Job: Copy every one of the records below word for word.

Dataset extract:
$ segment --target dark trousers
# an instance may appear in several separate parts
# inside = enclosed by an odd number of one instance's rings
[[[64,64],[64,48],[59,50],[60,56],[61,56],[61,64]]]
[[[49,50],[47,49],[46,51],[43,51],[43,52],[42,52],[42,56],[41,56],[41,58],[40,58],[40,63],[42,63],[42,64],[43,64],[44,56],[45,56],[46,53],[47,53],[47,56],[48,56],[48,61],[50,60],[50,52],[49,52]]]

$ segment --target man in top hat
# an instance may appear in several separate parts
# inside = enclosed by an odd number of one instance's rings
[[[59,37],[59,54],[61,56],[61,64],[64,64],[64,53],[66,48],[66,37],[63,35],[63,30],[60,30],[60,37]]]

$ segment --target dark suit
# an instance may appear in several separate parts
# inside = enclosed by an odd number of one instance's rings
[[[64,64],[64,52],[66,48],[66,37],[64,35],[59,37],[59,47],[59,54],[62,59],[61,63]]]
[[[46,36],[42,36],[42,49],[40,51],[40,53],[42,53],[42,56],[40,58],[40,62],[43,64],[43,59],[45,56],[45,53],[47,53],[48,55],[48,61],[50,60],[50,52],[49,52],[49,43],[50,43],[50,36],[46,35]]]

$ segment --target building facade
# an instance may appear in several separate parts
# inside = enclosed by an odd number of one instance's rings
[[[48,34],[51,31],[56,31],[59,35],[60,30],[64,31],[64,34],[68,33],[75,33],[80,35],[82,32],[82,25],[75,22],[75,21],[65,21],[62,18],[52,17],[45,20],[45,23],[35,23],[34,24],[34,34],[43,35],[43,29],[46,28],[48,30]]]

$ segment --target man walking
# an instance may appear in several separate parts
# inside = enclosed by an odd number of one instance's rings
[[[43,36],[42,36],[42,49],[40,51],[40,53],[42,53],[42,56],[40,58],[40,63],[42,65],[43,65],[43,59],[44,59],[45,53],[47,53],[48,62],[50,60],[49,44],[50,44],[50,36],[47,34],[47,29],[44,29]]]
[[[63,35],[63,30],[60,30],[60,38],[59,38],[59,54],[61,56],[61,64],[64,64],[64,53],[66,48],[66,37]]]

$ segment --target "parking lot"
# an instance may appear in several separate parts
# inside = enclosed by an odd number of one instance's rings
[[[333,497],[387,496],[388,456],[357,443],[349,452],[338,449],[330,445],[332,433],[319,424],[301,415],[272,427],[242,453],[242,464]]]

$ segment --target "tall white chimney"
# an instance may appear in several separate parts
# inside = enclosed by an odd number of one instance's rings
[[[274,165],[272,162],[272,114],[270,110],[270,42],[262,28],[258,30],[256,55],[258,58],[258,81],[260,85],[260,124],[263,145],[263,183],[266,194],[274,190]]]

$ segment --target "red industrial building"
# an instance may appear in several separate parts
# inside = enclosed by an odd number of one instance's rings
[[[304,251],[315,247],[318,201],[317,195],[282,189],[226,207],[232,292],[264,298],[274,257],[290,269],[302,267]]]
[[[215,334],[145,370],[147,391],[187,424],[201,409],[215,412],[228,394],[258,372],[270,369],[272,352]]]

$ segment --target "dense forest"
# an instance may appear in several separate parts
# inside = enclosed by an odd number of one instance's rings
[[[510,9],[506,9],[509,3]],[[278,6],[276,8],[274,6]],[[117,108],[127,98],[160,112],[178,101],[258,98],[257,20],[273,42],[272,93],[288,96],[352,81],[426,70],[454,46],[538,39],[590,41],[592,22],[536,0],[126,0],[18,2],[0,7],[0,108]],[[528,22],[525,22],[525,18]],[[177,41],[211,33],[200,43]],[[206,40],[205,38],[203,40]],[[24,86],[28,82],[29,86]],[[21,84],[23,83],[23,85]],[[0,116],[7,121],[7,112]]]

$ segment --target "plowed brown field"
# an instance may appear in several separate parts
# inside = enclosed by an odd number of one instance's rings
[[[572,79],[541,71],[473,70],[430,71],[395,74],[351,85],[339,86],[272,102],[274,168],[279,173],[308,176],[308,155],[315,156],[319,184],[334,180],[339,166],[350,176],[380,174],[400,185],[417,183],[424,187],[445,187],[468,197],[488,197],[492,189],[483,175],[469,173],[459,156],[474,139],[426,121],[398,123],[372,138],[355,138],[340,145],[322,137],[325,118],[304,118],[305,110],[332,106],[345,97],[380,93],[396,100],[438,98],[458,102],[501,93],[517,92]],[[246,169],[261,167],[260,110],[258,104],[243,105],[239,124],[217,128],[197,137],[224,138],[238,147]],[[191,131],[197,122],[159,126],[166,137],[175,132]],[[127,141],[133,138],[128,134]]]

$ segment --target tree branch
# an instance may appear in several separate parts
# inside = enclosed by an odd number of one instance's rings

Result for this exercise:
$ segment --target dark trousers
# an instance may appear in several separate parts
# inside = enclosed by an odd number of one instance's rings
[[[64,64],[64,48],[59,50],[60,56],[61,56],[61,64]]]
[[[49,50],[47,49],[46,51],[43,51],[43,52],[42,52],[42,56],[41,56],[41,58],[40,58],[40,63],[42,63],[42,64],[43,64],[44,56],[45,56],[46,53],[47,53],[47,56],[48,56],[48,61],[50,60],[50,52],[49,52]]]

$ segment --target man in top hat
# an instance may appear in several separate parts
# inside = enclosed by an odd number of one instance's rings
[[[59,37],[59,54],[61,56],[61,64],[64,64],[64,53],[66,48],[66,37],[63,35],[63,30],[60,30],[60,37]]]

$ segment --target dark suit
# an instance may appear in several separate parts
# inside = enclosed by an odd number of one instance's rings
[[[64,64],[64,52],[66,48],[66,37],[64,35],[59,37],[59,47],[59,54],[62,59],[61,63]]]
[[[46,36],[42,36],[42,49],[40,51],[40,53],[42,53],[42,56],[40,58],[40,62],[43,64],[43,59],[45,56],[45,53],[47,53],[48,55],[48,61],[50,60],[50,52],[49,52],[49,43],[50,43],[50,36],[46,35]]]

$ segment --target building facade
# an instance may appear in several separate parts
# inside = enclosed by an odd number of one instance's rings
[[[48,34],[51,31],[56,31],[59,35],[60,30],[64,31],[64,34],[68,33],[75,33],[80,35],[82,32],[82,25],[75,22],[75,21],[65,21],[62,18],[52,17],[45,20],[45,23],[35,23],[34,24],[34,34],[43,35],[43,29],[46,28],[48,30]]]

$ segment --target man walking
# an instance may appear in several separate parts
# inside = enclosed by an odd number of one instance's rings
[[[43,36],[42,36],[42,49],[40,51],[40,53],[42,53],[42,56],[40,58],[40,63],[42,65],[43,65],[43,59],[44,59],[45,53],[47,53],[48,62],[50,60],[49,44],[50,44],[50,36],[47,34],[47,29],[44,29]]]
[[[63,35],[63,30],[60,30],[60,38],[59,38],[59,54],[61,56],[61,64],[64,64],[64,53],[66,48],[66,37]]]

$ segment --target "parking lot"
# an instance may appear in several separate parts
# inside = enclosed by an odd number of one instance's rings
[[[333,497],[387,496],[388,456],[357,443],[349,452],[338,449],[330,445],[332,433],[319,424],[301,415],[272,427],[242,453],[242,464]]]

$ segment --target "tall white chimney"
# an instance may appear in several separate parts
# inside = enclosed by an odd number of one instance's rings
[[[274,165],[272,162],[272,114],[270,110],[270,42],[262,28],[258,30],[256,55],[258,58],[258,81],[260,85],[260,124],[263,145],[263,183],[266,194],[274,190]]]

$ segment --target "red industrial building"
# an instance may appear in several separate parts
# inside = enclosed by an odd number of one instance's rings
[[[304,251],[315,247],[318,201],[317,195],[282,189],[226,207],[232,292],[264,298],[274,257],[290,269],[302,267]]]
[[[215,334],[145,370],[147,391],[187,424],[201,409],[215,412],[228,394],[258,372],[270,369],[272,352]]]

$ segment --target "dense forest"
# an instance may appear in several separate parts
# inside = enclosed by an odd number of one instance's rings
[[[510,9],[506,9],[509,3]],[[278,6],[276,8],[274,6]],[[117,108],[127,98],[160,112],[178,101],[258,98],[257,20],[273,42],[272,93],[288,96],[352,81],[426,70],[454,46],[538,39],[590,41],[592,22],[536,0],[126,0],[18,2],[0,7],[0,108]],[[528,22],[525,22],[525,18]],[[177,41],[211,33],[200,43]],[[206,40],[205,38],[203,40]],[[24,86],[28,82],[29,86]],[[21,84],[23,83],[23,85]],[[0,116],[7,121],[7,112]]]

$ segment --target "plowed brown field"
# an instance may appear in several separate parts
# inside = enclosed by an odd number of one instance's rings
[[[572,79],[541,71],[473,70],[430,71],[395,74],[351,85],[339,86],[272,102],[274,168],[279,173],[308,176],[308,155],[315,156],[319,184],[334,180],[339,166],[350,176],[380,174],[400,185],[417,183],[424,187],[445,187],[468,197],[488,197],[492,189],[483,175],[469,173],[459,156],[474,139],[426,121],[398,123],[372,138],[355,138],[340,145],[322,137],[325,118],[304,118],[305,110],[332,106],[345,97],[380,93],[396,100],[438,98],[458,102],[501,93],[517,92]],[[246,169],[261,167],[260,110],[258,104],[243,105],[239,124],[217,128],[197,137],[224,138],[238,147]],[[191,131],[197,122],[159,126],[166,137],[175,132]],[[127,141],[133,138],[128,134]]]

$ segment --target tree branch
# an instance may appear in several separate parts
# inside = enclosed by an odd number of one instance's rings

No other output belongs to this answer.